**PROBLEM DESCRIPTION:**
Rewrite every line from the one containing "[locate] brick paver" through the last line of the records, requests included. Multiply each point coordinate in the answers by 0.75 and round to whole numbers, with halves going up.

**STORED DATA:**
━━━
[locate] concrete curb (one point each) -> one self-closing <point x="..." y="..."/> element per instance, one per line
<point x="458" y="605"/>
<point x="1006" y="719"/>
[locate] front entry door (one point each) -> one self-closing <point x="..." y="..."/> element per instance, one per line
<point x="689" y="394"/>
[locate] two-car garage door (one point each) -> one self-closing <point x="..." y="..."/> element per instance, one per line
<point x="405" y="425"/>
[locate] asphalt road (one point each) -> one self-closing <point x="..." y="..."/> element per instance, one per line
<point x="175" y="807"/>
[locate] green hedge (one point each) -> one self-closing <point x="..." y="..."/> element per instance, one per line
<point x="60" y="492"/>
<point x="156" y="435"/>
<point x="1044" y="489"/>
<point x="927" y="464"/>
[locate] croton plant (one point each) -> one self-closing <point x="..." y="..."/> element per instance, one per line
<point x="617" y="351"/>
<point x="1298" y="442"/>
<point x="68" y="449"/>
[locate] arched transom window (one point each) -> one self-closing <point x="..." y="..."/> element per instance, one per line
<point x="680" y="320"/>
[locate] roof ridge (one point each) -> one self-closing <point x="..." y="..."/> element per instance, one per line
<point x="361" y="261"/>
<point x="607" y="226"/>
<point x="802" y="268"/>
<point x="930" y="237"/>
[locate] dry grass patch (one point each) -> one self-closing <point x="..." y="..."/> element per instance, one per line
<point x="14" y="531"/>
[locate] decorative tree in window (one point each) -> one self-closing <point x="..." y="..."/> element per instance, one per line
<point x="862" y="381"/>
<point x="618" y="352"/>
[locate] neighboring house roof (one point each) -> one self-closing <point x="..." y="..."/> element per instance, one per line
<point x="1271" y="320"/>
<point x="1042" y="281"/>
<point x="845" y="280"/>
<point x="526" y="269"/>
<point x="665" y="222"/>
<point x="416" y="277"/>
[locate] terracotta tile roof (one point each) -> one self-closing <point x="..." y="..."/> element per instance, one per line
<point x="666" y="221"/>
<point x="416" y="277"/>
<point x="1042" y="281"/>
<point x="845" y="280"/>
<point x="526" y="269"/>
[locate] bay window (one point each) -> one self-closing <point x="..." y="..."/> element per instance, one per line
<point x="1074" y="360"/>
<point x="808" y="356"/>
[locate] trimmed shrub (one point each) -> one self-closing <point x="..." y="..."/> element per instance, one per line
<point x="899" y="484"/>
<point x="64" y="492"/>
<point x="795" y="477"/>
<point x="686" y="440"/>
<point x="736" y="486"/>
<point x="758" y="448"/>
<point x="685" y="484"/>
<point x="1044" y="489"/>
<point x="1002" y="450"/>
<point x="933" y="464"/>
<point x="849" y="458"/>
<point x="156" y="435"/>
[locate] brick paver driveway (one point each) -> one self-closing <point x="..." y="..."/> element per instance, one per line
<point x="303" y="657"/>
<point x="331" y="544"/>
━━━
**ANSWER BELOW:**
[locate] brick paver driveway (one point each) -> one self-closing <point x="..." y="..."/> element per instance, one per line
<point x="227" y="493"/>
<point x="248" y="408"/>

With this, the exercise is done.